## TO DO
Rewrite the records between the line holding "Find the person in" and the line holding "x=129, y=43", inclusive, with every "blue cap" changed to "green cap" and nothing else altered. Omit the picture from your answer.

## GIVEN DATA
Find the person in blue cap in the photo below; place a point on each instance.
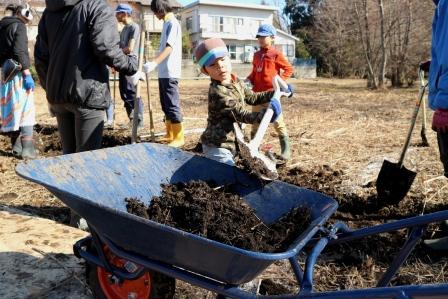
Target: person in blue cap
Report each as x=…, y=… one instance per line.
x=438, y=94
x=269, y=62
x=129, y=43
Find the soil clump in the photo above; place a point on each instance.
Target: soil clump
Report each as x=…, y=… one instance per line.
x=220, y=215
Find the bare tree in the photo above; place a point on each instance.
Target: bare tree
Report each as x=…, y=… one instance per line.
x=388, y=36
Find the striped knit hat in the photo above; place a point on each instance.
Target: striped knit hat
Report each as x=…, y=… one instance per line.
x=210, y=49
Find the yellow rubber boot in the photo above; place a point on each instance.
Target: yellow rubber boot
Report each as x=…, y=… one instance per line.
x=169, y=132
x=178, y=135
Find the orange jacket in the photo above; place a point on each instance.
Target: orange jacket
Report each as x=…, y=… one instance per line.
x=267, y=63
* * *
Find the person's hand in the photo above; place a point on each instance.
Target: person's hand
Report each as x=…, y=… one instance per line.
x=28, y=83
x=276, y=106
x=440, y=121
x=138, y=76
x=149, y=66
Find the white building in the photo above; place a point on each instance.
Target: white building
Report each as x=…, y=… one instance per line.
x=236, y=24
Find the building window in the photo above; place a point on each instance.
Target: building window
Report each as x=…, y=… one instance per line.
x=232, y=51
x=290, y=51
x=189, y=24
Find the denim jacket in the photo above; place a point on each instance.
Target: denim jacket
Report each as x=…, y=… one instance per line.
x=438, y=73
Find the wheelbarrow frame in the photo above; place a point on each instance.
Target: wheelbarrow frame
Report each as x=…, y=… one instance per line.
---
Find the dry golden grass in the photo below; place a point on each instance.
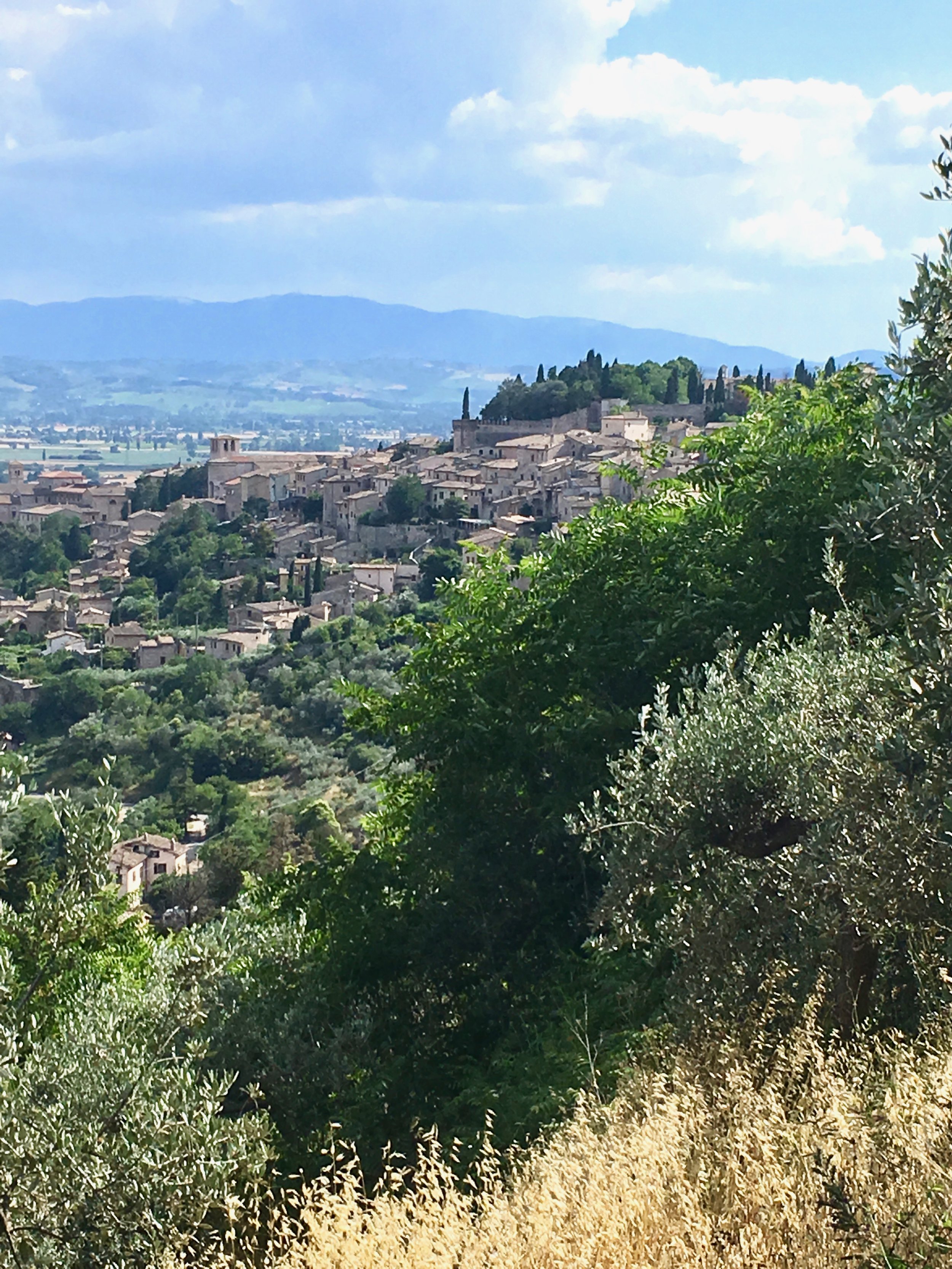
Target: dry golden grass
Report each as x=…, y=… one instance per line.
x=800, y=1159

## ANSWER TO THE PROBLEM
Find the person in green cap in the photo below; place a point on each instance.
Target: person in green cap
Report each as x=…, y=… one instance per line.
x=438, y=94
x=269, y=62
x=129, y=43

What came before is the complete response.